• _Prompt_:
Set the pictures aside and set down only the lines from the line holding "shoulder in the photo above." through the end of the entries below, ends included.

[Dataset rows on where objects appear]
==================================================

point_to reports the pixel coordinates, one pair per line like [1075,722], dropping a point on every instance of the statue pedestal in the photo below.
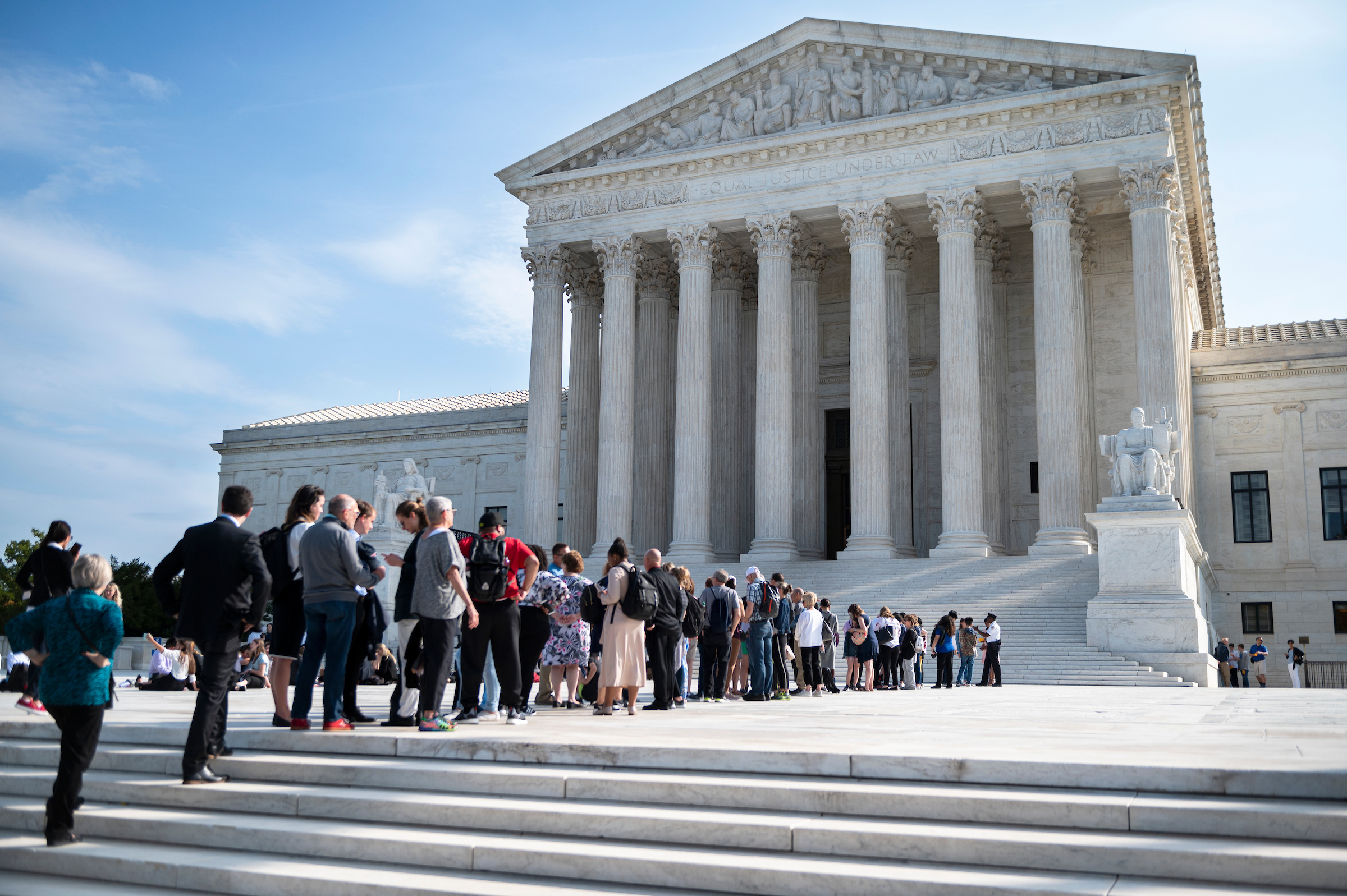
[1153,582]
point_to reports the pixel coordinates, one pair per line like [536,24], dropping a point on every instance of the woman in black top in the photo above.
[45,575]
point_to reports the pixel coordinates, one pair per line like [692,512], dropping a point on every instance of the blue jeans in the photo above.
[760,656]
[329,626]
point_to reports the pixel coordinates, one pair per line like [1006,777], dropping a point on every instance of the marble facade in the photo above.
[906,270]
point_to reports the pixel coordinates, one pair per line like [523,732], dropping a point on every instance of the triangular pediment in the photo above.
[817,75]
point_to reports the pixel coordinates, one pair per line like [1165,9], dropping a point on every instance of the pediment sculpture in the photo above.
[1144,457]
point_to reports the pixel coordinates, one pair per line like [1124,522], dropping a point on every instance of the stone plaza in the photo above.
[874,294]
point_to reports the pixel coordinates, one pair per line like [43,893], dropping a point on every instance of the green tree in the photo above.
[15,554]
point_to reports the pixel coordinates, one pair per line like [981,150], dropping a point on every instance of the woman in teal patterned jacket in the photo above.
[83,631]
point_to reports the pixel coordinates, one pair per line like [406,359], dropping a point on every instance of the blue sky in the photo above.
[213,215]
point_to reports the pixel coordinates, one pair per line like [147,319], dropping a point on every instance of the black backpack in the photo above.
[695,618]
[592,608]
[642,598]
[488,569]
[275,550]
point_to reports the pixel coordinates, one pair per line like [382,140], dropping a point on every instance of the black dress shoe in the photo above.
[204,776]
[64,838]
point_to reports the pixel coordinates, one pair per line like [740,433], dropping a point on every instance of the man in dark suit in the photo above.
[224,593]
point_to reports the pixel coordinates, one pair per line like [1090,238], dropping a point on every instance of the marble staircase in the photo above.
[322,816]
[1041,604]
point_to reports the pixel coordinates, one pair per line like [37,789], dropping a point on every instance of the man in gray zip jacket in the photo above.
[332,571]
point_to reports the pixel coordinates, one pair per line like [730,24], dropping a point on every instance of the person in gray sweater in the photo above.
[332,569]
[439,599]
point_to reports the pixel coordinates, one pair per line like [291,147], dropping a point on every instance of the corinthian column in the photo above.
[865,226]
[900,417]
[543,438]
[1151,192]
[620,256]
[694,244]
[655,283]
[587,289]
[773,237]
[1051,201]
[984,249]
[807,263]
[955,213]
[728,267]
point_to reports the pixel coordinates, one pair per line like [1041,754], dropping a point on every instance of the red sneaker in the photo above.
[30,705]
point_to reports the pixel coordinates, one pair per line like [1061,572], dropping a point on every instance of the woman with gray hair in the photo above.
[81,632]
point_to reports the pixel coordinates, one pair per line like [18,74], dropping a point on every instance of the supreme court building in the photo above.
[868,293]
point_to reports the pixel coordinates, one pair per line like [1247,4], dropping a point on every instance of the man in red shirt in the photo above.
[495,566]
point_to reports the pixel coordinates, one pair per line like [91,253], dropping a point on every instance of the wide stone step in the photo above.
[453,831]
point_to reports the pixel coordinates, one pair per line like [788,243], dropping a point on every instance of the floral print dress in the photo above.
[569,645]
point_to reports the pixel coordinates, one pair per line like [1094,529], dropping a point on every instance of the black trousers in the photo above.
[716,659]
[662,645]
[499,627]
[80,728]
[438,655]
[945,670]
[810,660]
[214,677]
[356,658]
[780,681]
[992,662]
[534,631]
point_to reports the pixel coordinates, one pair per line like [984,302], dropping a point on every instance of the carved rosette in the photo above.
[1149,185]
[1050,197]
[620,255]
[773,233]
[903,246]
[985,244]
[955,210]
[546,263]
[584,284]
[809,260]
[867,223]
[728,267]
[657,278]
[694,244]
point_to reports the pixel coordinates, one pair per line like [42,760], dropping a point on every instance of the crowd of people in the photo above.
[484,612]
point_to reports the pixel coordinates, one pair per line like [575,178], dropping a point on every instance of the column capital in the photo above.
[903,246]
[657,278]
[1050,197]
[728,267]
[694,244]
[1152,183]
[773,233]
[867,223]
[988,242]
[809,260]
[584,284]
[955,209]
[546,263]
[620,254]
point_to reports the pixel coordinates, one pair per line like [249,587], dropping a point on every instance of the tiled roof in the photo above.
[402,408]
[1303,332]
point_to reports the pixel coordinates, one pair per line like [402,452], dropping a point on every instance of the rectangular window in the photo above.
[1257,619]
[1249,494]
[1332,485]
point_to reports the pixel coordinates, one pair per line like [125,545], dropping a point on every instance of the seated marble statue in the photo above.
[1144,457]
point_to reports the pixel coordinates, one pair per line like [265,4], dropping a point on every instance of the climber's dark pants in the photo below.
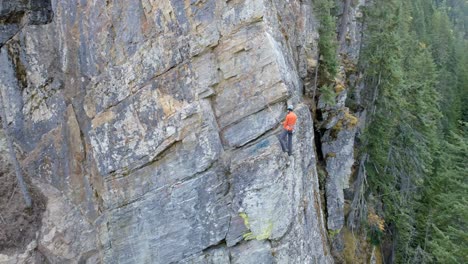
[286,146]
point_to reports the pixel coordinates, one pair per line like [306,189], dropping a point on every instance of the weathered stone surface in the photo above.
[252,252]
[157,123]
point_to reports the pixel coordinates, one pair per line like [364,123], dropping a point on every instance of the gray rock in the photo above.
[155,126]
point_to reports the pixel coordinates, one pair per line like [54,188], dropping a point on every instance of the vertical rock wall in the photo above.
[151,127]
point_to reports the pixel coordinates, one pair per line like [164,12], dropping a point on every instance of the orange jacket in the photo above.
[290,121]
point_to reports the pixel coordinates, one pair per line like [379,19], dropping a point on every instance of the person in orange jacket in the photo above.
[288,128]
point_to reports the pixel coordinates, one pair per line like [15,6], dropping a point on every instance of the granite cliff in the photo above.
[150,127]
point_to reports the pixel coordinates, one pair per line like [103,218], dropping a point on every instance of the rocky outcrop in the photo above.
[337,123]
[152,128]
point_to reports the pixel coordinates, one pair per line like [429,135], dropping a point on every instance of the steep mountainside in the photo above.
[150,126]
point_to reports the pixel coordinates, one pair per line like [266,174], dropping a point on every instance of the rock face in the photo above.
[151,128]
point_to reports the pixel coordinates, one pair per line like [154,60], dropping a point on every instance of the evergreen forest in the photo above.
[414,60]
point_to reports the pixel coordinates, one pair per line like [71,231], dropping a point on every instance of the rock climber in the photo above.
[288,128]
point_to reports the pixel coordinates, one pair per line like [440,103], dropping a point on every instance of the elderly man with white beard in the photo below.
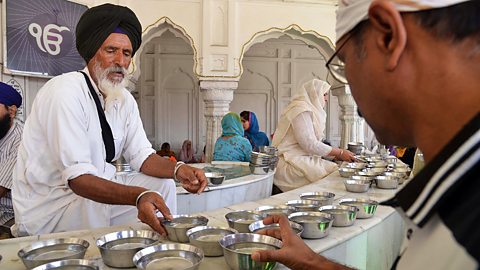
[79,123]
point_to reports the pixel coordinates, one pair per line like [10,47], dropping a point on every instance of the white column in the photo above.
[352,124]
[217,96]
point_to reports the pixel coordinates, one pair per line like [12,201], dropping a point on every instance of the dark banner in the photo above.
[41,36]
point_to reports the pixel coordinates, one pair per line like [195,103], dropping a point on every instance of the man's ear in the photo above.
[391,37]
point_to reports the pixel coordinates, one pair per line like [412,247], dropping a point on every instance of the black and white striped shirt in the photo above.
[443,202]
[8,156]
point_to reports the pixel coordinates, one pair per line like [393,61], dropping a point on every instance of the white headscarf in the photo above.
[308,98]
[352,12]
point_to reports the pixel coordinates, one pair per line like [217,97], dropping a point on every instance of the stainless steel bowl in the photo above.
[405,170]
[304,205]
[354,165]
[237,250]
[391,159]
[344,215]
[368,173]
[366,208]
[377,164]
[315,224]
[401,176]
[355,147]
[357,186]
[376,171]
[386,182]
[347,172]
[240,220]
[177,228]
[258,226]
[43,252]
[118,248]
[169,256]
[259,169]
[215,178]
[361,177]
[207,238]
[269,150]
[76,264]
[323,198]
[275,210]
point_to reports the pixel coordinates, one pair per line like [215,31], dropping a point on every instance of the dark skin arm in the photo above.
[294,254]
[105,191]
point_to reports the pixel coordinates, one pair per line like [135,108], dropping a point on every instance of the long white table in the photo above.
[369,244]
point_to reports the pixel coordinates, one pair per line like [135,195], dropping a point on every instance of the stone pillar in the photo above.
[352,124]
[217,96]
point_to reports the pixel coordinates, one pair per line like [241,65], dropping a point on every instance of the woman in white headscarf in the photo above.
[299,136]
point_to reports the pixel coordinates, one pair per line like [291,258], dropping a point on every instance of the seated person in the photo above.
[187,154]
[79,123]
[232,146]
[299,136]
[166,152]
[252,130]
[10,137]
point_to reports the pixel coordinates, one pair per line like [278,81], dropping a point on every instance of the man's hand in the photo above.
[192,179]
[147,206]
[294,254]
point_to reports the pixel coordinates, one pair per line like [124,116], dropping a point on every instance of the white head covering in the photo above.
[352,12]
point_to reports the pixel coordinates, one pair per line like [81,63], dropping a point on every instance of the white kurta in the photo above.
[298,138]
[62,140]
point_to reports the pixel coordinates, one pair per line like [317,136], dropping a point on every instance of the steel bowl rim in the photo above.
[228,215]
[166,222]
[259,225]
[359,200]
[59,263]
[102,240]
[196,229]
[311,203]
[169,247]
[51,242]
[214,174]
[328,195]
[250,238]
[341,207]
[329,217]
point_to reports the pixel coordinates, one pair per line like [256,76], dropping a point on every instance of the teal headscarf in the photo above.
[232,125]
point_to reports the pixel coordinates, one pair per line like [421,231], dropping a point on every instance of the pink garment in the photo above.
[187,154]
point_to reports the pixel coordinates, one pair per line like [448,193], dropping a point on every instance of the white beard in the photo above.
[111,89]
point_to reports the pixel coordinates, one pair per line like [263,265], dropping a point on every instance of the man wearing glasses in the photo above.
[413,69]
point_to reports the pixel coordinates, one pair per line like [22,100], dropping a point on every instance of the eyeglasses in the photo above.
[335,66]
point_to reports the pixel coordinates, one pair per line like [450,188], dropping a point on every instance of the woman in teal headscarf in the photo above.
[232,146]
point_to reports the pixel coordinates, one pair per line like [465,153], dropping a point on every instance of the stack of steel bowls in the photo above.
[260,163]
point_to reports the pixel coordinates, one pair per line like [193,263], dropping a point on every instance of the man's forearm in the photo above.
[158,166]
[104,191]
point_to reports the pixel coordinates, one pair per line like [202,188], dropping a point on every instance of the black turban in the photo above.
[97,23]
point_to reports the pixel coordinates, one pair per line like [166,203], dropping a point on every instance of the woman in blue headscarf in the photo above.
[252,130]
[232,146]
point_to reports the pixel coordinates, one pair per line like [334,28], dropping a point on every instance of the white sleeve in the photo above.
[305,135]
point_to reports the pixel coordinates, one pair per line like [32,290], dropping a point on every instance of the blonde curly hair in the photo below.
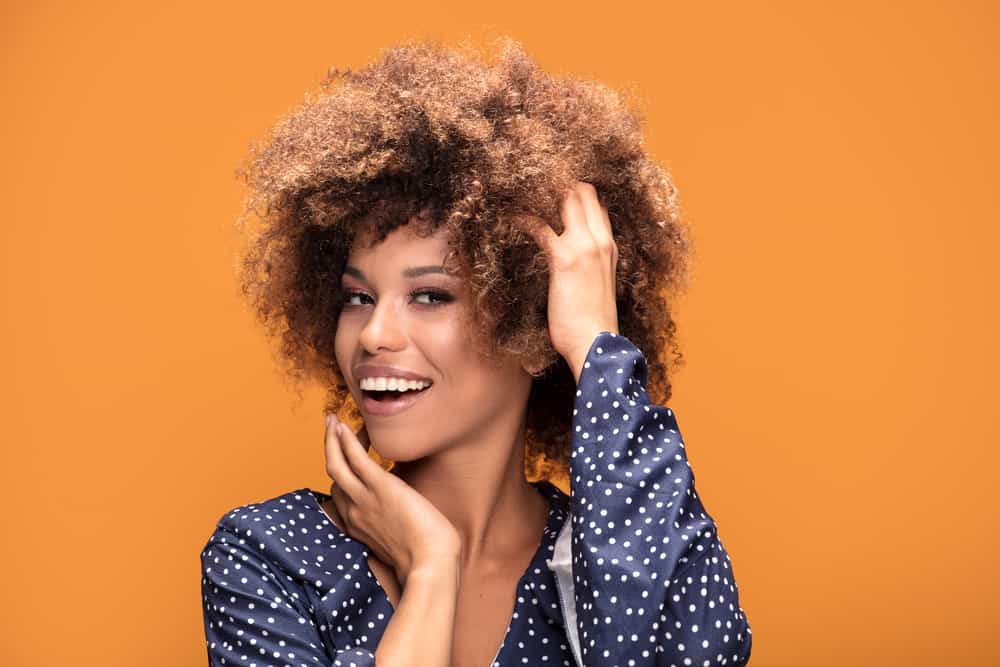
[470,142]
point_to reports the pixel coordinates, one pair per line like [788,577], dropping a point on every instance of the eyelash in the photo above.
[443,297]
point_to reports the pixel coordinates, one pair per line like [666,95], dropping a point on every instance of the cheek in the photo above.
[342,349]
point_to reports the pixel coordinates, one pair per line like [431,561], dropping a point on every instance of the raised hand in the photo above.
[582,264]
[400,526]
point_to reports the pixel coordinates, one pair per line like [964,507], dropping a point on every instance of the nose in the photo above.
[382,331]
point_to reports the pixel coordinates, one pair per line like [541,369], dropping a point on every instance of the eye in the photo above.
[442,297]
[350,294]
[431,297]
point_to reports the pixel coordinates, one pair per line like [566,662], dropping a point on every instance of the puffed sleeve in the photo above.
[254,613]
[653,584]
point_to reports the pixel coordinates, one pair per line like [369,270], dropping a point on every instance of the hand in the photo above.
[582,264]
[401,527]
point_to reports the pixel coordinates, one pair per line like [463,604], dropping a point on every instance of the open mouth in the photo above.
[391,395]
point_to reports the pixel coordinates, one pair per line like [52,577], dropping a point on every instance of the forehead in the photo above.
[407,242]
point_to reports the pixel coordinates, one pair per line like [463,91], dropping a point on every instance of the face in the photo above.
[404,316]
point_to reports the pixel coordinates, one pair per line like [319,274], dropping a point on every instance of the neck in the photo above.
[482,490]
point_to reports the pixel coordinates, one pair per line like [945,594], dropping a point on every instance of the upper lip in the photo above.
[374,370]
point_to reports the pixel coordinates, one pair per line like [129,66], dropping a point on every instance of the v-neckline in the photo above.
[544,487]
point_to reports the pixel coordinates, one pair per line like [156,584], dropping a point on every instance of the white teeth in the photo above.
[391,384]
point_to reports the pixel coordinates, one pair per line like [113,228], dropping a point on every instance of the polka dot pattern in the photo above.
[653,583]
[283,586]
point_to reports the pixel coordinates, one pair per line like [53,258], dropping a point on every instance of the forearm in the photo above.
[422,627]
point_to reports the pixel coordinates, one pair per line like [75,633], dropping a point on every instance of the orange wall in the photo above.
[839,398]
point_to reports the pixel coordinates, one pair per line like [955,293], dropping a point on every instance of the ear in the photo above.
[533,368]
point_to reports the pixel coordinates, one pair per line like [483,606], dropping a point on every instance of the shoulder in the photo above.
[284,530]
[289,509]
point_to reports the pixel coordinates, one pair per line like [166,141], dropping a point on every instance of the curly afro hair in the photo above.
[469,142]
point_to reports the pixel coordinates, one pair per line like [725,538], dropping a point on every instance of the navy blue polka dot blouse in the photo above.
[630,570]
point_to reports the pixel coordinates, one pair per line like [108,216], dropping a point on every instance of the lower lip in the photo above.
[389,408]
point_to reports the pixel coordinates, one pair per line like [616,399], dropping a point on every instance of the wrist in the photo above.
[578,355]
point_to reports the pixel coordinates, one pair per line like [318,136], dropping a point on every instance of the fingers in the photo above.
[336,464]
[357,456]
[596,215]
[585,223]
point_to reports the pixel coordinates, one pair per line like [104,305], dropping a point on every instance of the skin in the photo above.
[457,499]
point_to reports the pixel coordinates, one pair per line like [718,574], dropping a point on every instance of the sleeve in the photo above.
[256,614]
[653,584]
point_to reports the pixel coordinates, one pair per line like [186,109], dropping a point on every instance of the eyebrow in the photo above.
[413,272]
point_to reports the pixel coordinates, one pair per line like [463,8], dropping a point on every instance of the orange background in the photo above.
[839,166]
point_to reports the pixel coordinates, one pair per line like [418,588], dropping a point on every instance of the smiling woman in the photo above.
[469,256]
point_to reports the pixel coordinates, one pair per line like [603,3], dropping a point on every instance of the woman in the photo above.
[471,256]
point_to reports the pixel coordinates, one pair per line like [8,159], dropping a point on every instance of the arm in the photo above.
[255,613]
[654,585]
[253,610]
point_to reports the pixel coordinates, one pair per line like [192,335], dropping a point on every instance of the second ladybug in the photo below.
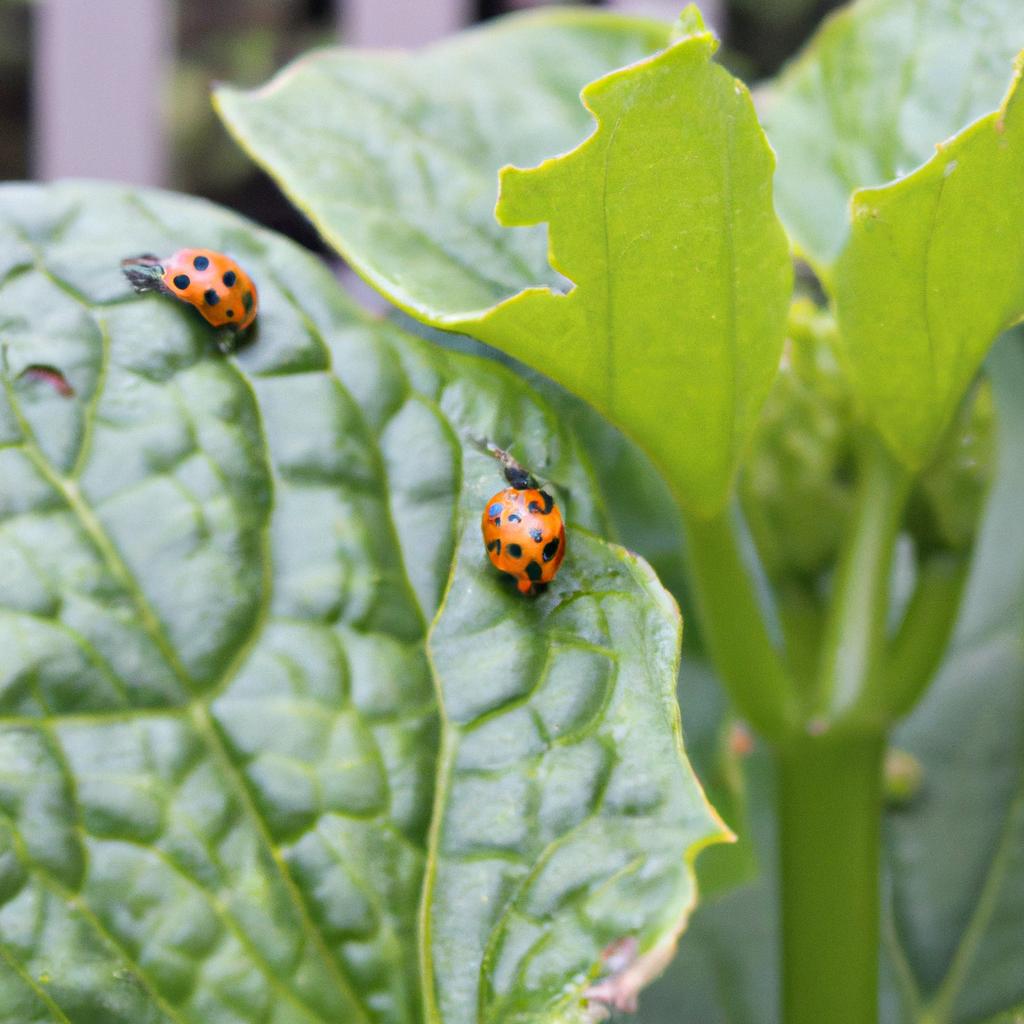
[522,528]
[211,282]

==================================================

• _The response_:
point_to reports the pixel coordinates, one pair per line like [483,606], dropping a point on every instance of the shoulder in the photo above.
[284,530]
[289,509]
point_to reports the pixel coordinates, one pair per line like [166,141], dropping a point on every instance of the curly afro hair in the photo above.
[469,142]
point_to reports the pixel coordinates, one pair per line like [725,538], dropping a point on every instance of the navy blue polka dot blouse in the photo above.
[630,570]
point_to reports the pixel coordinates, one pair per line like [108,216], dropping a point on every instance of the lower lip in the photo above.
[389,408]
point_to reports the pixel coordinates, one pair per line like [616,399], dropping a point on every instance of the wrist in the photo above.
[578,355]
point_to reports the pixel coordinates, one pair per line like [318,136], dropping a point on every instance of the fingers in the photo above.
[336,464]
[357,456]
[596,215]
[585,223]
point_to reports the pixel coordinates, one pair per line like [104,305], dropping a point on every instance of the skin in the photo above.
[457,499]
point_to reports the pixel coordinates, one pair per line like [718,574], dropping a point on every instance of the sleeve in the photo above.
[256,614]
[653,584]
point_to reports the pixel coordinates, one pair per line like [186,109], dropping a point on every instance of the eyebrow in the photo above.
[413,272]
point_to reports the pixel coordinates, one pair per line like [463,8], dropping a point on every instance of the orange background in the photo above.
[839,166]
point_to reports the pixel coordinates, one pair per line like [418,588], dropping a point on every instance of the smiling woman in the photo above.
[469,256]
point_to reports the pixel coordinates, one pair per line like [603,3], dropping a point on every instance of the woman in the photo above.
[471,256]
point_to reports the pixel coordinates, one pair per line like [8,159], dropping a point on every instance of the arm in the photo above.
[255,613]
[654,585]
[253,610]
point_to reports the pixel coordinates, one pair per line like [192,335], dropping a point on every instance of the second ladybug in the photo below.
[522,528]
[211,282]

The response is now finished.